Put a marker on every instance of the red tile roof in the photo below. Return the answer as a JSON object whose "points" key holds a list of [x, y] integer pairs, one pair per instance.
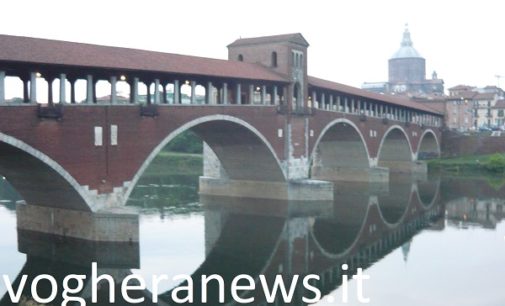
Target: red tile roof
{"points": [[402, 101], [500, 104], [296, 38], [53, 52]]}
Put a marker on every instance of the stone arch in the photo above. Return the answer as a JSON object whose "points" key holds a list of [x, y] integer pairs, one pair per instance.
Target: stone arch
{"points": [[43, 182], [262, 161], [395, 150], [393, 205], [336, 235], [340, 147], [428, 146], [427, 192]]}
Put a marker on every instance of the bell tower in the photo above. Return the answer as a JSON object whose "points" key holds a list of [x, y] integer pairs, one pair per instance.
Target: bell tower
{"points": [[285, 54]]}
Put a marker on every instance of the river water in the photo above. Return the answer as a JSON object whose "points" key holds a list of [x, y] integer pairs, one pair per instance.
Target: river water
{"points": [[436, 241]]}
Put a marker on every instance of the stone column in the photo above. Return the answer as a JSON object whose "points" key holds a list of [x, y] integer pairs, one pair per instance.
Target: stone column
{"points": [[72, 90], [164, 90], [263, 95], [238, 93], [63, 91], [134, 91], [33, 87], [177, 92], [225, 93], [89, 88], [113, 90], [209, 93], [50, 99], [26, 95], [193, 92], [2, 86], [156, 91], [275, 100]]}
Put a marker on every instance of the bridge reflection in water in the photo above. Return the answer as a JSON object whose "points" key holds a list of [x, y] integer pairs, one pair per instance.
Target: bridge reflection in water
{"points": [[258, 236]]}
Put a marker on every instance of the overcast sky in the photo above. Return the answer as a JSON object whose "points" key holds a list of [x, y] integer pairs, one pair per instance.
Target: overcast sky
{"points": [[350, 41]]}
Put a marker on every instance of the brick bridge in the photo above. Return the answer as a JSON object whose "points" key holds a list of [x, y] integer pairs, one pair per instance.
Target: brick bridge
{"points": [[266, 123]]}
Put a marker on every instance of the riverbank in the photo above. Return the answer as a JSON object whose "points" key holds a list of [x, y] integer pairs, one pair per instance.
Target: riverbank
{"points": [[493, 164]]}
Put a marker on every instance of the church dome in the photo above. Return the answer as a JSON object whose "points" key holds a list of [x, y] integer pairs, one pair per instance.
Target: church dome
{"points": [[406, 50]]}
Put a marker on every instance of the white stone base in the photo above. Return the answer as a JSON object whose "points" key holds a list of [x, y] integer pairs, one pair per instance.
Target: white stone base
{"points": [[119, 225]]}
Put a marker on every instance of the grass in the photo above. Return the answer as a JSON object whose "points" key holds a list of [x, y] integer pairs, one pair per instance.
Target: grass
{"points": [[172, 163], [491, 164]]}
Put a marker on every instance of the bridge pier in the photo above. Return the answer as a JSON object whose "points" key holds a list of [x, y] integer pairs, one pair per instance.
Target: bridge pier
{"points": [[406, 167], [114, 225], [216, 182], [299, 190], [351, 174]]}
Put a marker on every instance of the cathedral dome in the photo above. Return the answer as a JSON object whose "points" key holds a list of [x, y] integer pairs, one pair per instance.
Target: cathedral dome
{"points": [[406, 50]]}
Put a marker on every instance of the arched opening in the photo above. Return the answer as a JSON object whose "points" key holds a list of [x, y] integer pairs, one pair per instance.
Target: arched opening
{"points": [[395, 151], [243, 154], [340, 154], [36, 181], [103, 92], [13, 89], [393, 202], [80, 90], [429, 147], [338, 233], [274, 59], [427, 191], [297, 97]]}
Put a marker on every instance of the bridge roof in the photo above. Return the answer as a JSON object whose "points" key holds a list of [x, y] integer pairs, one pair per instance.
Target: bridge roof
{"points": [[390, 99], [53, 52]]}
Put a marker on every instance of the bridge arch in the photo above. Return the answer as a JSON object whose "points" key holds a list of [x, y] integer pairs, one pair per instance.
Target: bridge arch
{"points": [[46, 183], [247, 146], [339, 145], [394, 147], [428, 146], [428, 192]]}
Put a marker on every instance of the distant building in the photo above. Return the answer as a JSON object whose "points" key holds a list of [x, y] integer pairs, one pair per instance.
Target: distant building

════════

Task to carry out —
Each entry gets copied exactly; the pictures stay out.

Answer in full —
Put a marker on every instance of the red tile roof in the photo below. Return the answer as a JSON object whose "points" key holds a list of [x, y] integer pairs, one pair per instance.
Target: red tile roof
{"points": [[402, 101], [500, 104], [296, 38], [53, 52]]}
Put a marker on every instance of the stone arch in the photo above. Return the answer as a JSON object whose "points" key holds a list of [x, y] integer pairs, one pair per instance.
Target: stone arch
{"points": [[43, 182], [262, 161], [395, 150], [393, 205], [336, 235], [340, 147], [428, 146], [427, 192]]}
Put a marker on every instance of the bell tower in the photo above. Return the answer as a JSON object whose "points" key holds a list of [x, y] integer pairs, one pair per instance.
Target: bell tower
{"points": [[285, 54]]}
Put a marker on every instance of the river water in the photo above. Return the answer as a JSON object whose "points" key holds a list of [x, y] integer pairs, one pair per instance.
Target: river water
{"points": [[436, 241]]}
Put a marker on every instance of the stone column in the photo above. Return the answer as a JSON object whose "points" key holds a list of [x, y] integer pairs, one pair per instance.
Target: stone column
{"points": [[72, 90], [164, 90], [263, 95], [238, 93], [63, 91], [134, 91], [33, 87], [177, 92], [225, 93], [89, 88], [113, 90], [209, 93], [50, 99], [26, 95], [193, 92], [2, 86], [156, 91], [275, 100]]}
Put a marker on every instance of the bridge reflection in water in the photo above. Return the answer as a JSON object whose "points" key holds a list of [x, y] integer pairs, one pair per instance.
Target: bridge reflection in water
{"points": [[258, 236]]}
Put a marker on every instance of the overcast sky in the photo above. Return the answer as a JSON object whose "points" key holds a list of [x, y] integer pairs, one pair per instance.
Target: overcast sky
{"points": [[350, 41]]}
Put a marker on every instance of the brick bridge in the photo above. Return the answer as a JSON object whose "points" key holds a list of [x, y] integer pairs, one pair per instance.
Target: brick bridge
{"points": [[266, 123]]}
Put a marker on every instance of the riverbank in the photo above. Return the answer as a JSON object whose "points" key holds a list of [x, y] integer pairs, one pair per instance.
Target: riverbank
{"points": [[493, 164]]}
Put a marker on every instance of the church dome in the photo above. Return the answer as a JSON object whose "points" key holds a list of [x, y] integer pairs, one pair per instance.
Target: church dome
{"points": [[406, 50]]}
Put a marker on every instance of the white stone base in the photo above. Return the answer as a JSON object whose "points" key holds a list of [x, y] integer pairs, one pair per instance.
Target: white stone base
{"points": [[119, 225]]}
Put a marker on every instance of the grass in the photo above. Return the answer as a JSON object whose "points" key holds a list of [x, y] integer pairs, one pair per instance.
Target: grass
{"points": [[172, 163], [491, 164]]}
Put a marker on every instance of the bridge pier in the photo above. Return the answer as a JSON object whose "points" key holds a list of [x, y] integer pairs, one pair per instance.
Target: bridge pier
{"points": [[406, 167], [114, 225], [216, 182], [299, 190], [351, 174]]}
Put a marker on every instance of the cathedral dome in the photo above. Return the answer as a JSON object whose "points" key holds a list of [x, y] integer pairs, one pair per instance.
Target: cathedral dome
{"points": [[406, 50]]}
Put a marker on every instance of the arched opening in the photo above. Return the answer as a JSON object whose "points" key holds a list of [x, y] integer pairs, one pair per instance.
Target: arched opening
{"points": [[395, 151], [243, 154], [340, 154], [36, 181], [103, 92], [13, 89], [393, 202], [80, 90], [429, 147], [338, 233], [274, 59], [427, 191], [297, 97]]}
Put a marker on every instance of the bridge roof in the photo above. Return the answer as a JSON object whose "points" key holds a list of [x, y] integer pairs, one pair per instance.
Target: bridge roof
{"points": [[390, 99], [53, 52]]}
Put a marker on every instance of the bridge arch in the photo above. Return the answer as a JSON object whose "points" key holds a list of [x, y] integer pairs, one pair per instance.
Target: bridge arch
{"points": [[46, 183], [247, 146], [339, 145], [394, 147], [428, 146], [428, 192]]}
Put a marker on every instance of the distant building in the photo above. Return the answer as a JSON object whose "points" key holds a list of [x, y] integer pairs, one pair per instance.
Target: distant building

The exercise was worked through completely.